Copy each of the following records word for word, keeping the original order and line breaks.

**AVAILABLE DATA:**
__________

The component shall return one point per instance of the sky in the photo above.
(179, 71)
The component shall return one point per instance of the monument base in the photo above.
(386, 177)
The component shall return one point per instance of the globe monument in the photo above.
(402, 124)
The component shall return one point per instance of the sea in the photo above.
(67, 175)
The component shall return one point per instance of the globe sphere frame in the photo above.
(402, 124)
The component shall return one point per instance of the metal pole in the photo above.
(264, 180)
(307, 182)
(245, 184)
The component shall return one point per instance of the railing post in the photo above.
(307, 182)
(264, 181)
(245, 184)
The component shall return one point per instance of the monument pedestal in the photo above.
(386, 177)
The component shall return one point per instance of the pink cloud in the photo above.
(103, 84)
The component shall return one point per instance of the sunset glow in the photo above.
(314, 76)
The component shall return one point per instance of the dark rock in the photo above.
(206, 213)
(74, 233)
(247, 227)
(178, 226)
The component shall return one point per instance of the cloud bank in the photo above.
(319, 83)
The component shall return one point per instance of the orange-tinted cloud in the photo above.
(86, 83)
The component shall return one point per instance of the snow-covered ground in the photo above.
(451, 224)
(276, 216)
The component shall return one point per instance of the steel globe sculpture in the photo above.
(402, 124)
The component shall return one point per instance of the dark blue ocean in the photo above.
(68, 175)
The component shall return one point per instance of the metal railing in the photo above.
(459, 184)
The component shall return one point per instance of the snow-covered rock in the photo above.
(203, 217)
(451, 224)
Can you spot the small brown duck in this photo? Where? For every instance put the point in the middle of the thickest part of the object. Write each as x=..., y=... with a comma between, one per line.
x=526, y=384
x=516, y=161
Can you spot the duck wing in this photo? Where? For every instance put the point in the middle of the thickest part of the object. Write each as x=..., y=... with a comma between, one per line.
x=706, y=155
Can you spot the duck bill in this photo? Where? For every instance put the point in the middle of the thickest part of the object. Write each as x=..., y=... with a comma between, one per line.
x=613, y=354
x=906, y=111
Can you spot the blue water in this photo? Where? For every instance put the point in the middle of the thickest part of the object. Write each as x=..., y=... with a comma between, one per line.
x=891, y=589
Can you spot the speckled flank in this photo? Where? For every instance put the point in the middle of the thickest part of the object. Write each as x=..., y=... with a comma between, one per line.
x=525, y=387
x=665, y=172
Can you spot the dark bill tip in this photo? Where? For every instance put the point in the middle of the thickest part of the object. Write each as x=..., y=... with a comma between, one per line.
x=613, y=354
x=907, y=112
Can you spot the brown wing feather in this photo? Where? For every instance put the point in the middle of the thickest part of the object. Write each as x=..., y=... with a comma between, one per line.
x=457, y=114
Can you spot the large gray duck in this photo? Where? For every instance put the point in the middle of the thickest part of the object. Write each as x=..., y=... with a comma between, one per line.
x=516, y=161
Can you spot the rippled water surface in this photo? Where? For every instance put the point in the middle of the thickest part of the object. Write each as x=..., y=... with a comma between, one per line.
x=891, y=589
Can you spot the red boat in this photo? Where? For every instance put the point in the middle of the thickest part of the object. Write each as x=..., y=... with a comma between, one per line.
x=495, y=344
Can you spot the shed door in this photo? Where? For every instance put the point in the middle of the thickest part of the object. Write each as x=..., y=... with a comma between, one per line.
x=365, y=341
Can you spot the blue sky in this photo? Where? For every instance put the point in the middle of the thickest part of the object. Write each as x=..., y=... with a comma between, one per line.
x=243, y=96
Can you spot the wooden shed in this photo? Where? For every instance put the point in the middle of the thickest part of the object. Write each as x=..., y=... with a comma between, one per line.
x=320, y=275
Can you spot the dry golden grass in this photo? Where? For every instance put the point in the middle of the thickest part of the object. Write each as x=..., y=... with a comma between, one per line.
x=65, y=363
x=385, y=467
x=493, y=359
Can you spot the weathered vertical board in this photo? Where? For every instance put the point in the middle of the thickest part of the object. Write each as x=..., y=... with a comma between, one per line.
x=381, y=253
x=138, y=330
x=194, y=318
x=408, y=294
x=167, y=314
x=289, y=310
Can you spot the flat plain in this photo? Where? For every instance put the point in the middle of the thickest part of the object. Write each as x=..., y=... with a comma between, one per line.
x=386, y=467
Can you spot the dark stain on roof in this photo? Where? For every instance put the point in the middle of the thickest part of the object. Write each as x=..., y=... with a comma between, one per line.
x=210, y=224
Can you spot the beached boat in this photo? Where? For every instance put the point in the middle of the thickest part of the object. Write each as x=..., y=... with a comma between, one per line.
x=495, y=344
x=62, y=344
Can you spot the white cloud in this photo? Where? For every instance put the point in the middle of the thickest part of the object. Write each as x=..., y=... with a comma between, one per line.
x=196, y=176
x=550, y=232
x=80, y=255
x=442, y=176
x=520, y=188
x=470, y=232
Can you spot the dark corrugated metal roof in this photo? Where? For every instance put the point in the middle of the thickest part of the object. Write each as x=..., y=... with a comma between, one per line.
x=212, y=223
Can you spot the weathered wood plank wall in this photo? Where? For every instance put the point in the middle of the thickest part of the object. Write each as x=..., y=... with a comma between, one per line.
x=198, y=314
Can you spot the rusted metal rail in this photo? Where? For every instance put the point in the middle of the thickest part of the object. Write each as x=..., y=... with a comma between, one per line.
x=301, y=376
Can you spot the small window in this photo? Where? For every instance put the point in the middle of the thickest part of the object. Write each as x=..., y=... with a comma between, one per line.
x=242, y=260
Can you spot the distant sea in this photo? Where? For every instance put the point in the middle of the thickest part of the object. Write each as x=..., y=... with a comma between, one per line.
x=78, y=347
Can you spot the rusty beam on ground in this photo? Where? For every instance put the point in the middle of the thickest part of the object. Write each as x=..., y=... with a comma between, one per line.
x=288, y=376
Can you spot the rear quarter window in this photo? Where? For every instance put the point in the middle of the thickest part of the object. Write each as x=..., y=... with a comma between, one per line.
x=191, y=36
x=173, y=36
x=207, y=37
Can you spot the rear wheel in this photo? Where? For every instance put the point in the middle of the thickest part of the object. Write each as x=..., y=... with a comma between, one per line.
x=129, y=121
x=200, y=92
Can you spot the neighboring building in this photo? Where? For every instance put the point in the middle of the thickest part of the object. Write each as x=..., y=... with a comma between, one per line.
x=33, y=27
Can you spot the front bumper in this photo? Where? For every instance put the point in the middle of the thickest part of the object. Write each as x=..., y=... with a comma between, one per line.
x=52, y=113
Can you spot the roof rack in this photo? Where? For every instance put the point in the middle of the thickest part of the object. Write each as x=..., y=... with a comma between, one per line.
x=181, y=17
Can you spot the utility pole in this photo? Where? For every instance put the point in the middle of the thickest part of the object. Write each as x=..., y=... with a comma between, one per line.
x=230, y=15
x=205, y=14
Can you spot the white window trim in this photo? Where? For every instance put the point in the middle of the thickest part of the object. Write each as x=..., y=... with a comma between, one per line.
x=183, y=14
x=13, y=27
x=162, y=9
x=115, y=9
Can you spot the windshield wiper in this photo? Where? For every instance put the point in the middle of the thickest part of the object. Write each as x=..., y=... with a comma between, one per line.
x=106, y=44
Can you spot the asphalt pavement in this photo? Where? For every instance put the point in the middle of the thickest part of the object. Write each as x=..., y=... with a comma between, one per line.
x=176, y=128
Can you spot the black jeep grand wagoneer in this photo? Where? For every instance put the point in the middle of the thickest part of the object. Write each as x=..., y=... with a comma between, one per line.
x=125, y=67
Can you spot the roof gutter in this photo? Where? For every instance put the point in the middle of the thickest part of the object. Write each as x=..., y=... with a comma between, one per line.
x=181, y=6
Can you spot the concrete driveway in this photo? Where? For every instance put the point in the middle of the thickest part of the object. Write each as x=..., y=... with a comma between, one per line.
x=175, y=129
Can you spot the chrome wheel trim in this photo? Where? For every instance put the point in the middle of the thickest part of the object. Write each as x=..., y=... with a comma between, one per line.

__________

**SOLUTION:**
The component shall return one point per instance of the sky in the photo above.
(179, 71)
The component shall return one point per instance of the monument base in the photo above.
(386, 177)
The component shall return one point per instance of the globe monument in the photo above.
(402, 124)
The component shall return one point per instance of the sea in the photo above.
(67, 175)
The component shall return one point per instance of the globe sphere frame in the photo above.
(402, 124)
The component shall return one point per instance of the metal pole in the photo above.
(264, 180)
(307, 182)
(245, 184)
The component shall return one point per instance of the railing post in the photo above.
(307, 182)
(264, 181)
(245, 184)
The component shall return one point per instance of the monument pedestal in the photo above.
(386, 177)
The component shall return one point per instance of the pink cloud in the photo above.
(103, 84)
The component shall return one point per instance of the sunset glow in the photo above.
(314, 76)
The component shall return one point per instance of the dark rock in the photo above.
(206, 213)
(74, 233)
(247, 227)
(178, 226)
The component shall return one point per instance of the cloud bank in the photo above.
(319, 83)
The component shall return one point per instance of the orange-tinted cloud in the photo above.
(86, 83)
The component shall return one point per instance of the snow-covered ground in the photo above.
(451, 224)
(276, 216)
The component shall return one point per instance of the steel globe sculpture in the photo above.
(402, 124)
The component shall return one point per instance of the dark blue ocean in the photo above.
(68, 175)
The component shall return one point per instance of the metal railing in the photo above.
(459, 184)
The component shall return one point per instance of the snow-covered rock in the photo above.
(203, 217)
(451, 224)
Can you spot the small brown duck in this photo? Where? For every instance put the point in the middle of the thickest part of the object. Write each as x=..., y=... with a comma between, one per line.
x=526, y=384
x=516, y=161
Can you spot the duck wing in this photo? Where? For every instance put the point in the middle of the thickest part of the object. Write each as x=..., y=... with a comma between, one per line.
x=706, y=155
Can you spot the duck bill in this photo? Where? For every instance put the point in the middle of the thickest part of the object. Write each as x=..., y=... with a comma between, one per line.
x=613, y=354
x=906, y=111
Can you spot the blue water in this photo? Where? For every instance put the point in the middle of the thickest part of the object. Write each as x=..., y=... with a comma between, one per line.
x=891, y=589
Can you spot the speckled flank in this photo? Where? For every instance put the point in the middle of the thickest part of the object. Write each as x=..., y=... with a comma between, one per line.
x=525, y=387
x=665, y=172
Can you spot the dark bill tip in this photo? Where? For every instance put the point in the middle of the thickest part of the object. Write each as x=..., y=... with a comma between, one per line.
x=613, y=354
x=907, y=112
Can you spot the brown wing feather in this photo? Where? For every instance put the point in the middle of the thickest part of the object. Write each as x=..., y=... with a comma between, one per line.
x=457, y=114
Can you spot the large gray duck in this photo? Where? For every instance put the point in the middle of the thickest part of the object. Write each as x=..., y=... with a comma between, one per line.
x=516, y=161
Can you spot the rippled water surface in this photo? Where? For every instance put the point in the middle of the thickest part of the object. Write each as x=..., y=... with a comma between, one per line.
x=891, y=589
Can you spot the red boat in this photo? Where? For every instance put the point in the middle of the thickest part of the object. Write each as x=..., y=... with a comma between, one per line.
x=495, y=344
Can you spot the shed door in this photo? Where? For every instance put the point in the middle of the thickest part of the object. Write each as x=..., y=... with a comma between, one per line.
x=365, y=341
Can you spot the blue sky in this photo? Where? For every instance put the point in the middle of the thickest part of the object. Write each as x=..., y=... with a comma between, one per line.
x=243, y=96
Can you spot the wooden shed in this photo? Where? For every instance put the point in the middle of the thickest part of the object. Write each as x=..., y=... with a comma between, one per line.
x=320, y=275
Can you spot the dry golden grass in this photo? Where? For every instance put the point in the middle of the thickest part of the object. Write each as x=..., y=... with a comma between, one per line.
x=65, y=363
x=385, y=467
x=493, y=359
Can you spot the weathered vertical board in this photo? Where? For every instance put the point in the middle of the thickest part of the object. Write each as x=..., y=... with a comma between, one per line.
x=381, y=253
x=138, y=330
x=194, y=318
x=408, y=294
x=167, y=314
x=289, y=310
Can you spot the flat plain in this photo? Where? For every instance put the point in the middle of the thickest part of the object. Write each as x=..., y=... with a comma between, one per line.
x=386, y=467
Can you spot the dark stain on roof in this photo? Where? For every instance put the point in the middle of the thickest part of the object. Write each as x=..., y=... with a comma between, one per line.
x=210, y=224
Can you spot the beached boat in this photo? Where? For every instance put the point in the middle of the thickest part of the object. Write each as x=..., y=... with a comma between, one per line.
x=495, y=344
x=62, y=344
Can you spot the white cloud in this photo? Where? For every instance put the point in the middle of the thickest part of the object. Write each as x=..., y=... with a comma between, one per line.
x=196, y=176
x=550, y=232
x=80, y=255
x=442, y=176
x=520, y=188
x=470, y=232
Can you spot the dark corrugated metal roof in this photo? Where? For every instance put the point in the middle of the thickest part of the object. Write each as x=..., y=... with a comma between, one per line.
x=212, y=223
Can you spot the weathered wood plank wall in this photo? Where? For every instance put the point in the middle of the thickest part of the object. Write each as x=..., y=... with a comma between, one per line.
x=198, y=314
Can you spot the rusted metal rail in this photo? Where? For every instance put the point in the middle of the thickest part of the object. Write each as x=..., y=... with a comma between, one per line.
x=301, y=376
Can you spot the small window in this photo? Where? For every instance put the point in the middle of the thickest part of the object. Write each as x=..., y=... with a comma between, one per line.
x=242, y=260
Can you spot the distant sea in this photo? Where? For every instance put the point in the middle of the thickest part of the object. Write each as x=..., y=... with a comma between, one per line.
x=78, y=347
Can you spot the rusty beam on ground in this photo? Where? For every instance put the point in the middle of the thickest part of the object. Write each as x=..., y=... with a comma between, one per line.
x=288, y=376
Can you spot the rear quarter window in this photo? Where? For every instance put the point in the middle of the thickest part of the object. Write each as x=..., y=... with a comma between, one per line.
x=191, y=36
x=173, y=36
x=207, y=37
Can you spot the rear wheel in this photo? Where? For every instance put the point in the middle of the thickest part of the object. Write each as x=..., y=... with a comma between, one per line.
x=129, y=121
x=200, y=92
Can you spot the neighboring building in this photo? Where? For every instance put the point in the middle of the thickest part of the object. Write each as x=..., y=... with a comma between, one per line.
x=33, y=27
Can you spot the front bumper in this photo? Where? For every instance put the point in the middle of the thickest part of the object. Write each as x=..., y=... with a comma between, one per line.
x=52, y=113
Can you spot the roof rack in this photo? Where? For every instance put the point in the middle of the thickest part of the object. Write each as x=..., y=... with a comma between, one per line.
x=181, y=17
Can you spot the utility pole in this photo? Where? For every instance put the point in the middle of the thickest part of the object. Write each as x=..., y=... with a comma between, one per line.
x=230, y=15
x=205, y=14
Can you spot the white window trim in this photo? Where? For every instance put the point in the middle of the thickest part of the object. Write each as x=..., y=... with a comma between, one per line.
x=183, y=14
x=13, y=27
x=162, y=9
x=115, y=9
Can you spot the windshield wiper in this photo? Where? For every instance put the point in the middle of the thickest part of the object. Write each as x=..., y=... with a comma between, one per line.
x=106, y=44
Can you spot the asphalt pavement in this photo? Where? For every instance put the point in the middle of the thickest part of the object. Write each as x=..., y=... with a comma between, one per line.
x=176, y=128
Can you spot the black jeep grand wagoneer in this photo? Where? For every instance put the point in the middle of the thickest part of the object. Write each as x=..., y=... with a comma between, one per line.
x=125, y=67
Can you spot the roof gutter in this photo? Where? For every instance put the point in the middle of the thickest part of the object. Write each as x=..., y=... with a comma between, one per line.
x=181, y=6
Can you spot the concrete driveway in this photo? Where? For every instance put the point in the middle of the thickest part of the object. Write each as x=..., y=... with a comma between, one per line.
x=175, y=129
Can you spot the chrome wheel trim in this photo? Where? For every instance put the point in the middle of the thickest part of the object. Write each as x=..., y=... with a comma between, one per line.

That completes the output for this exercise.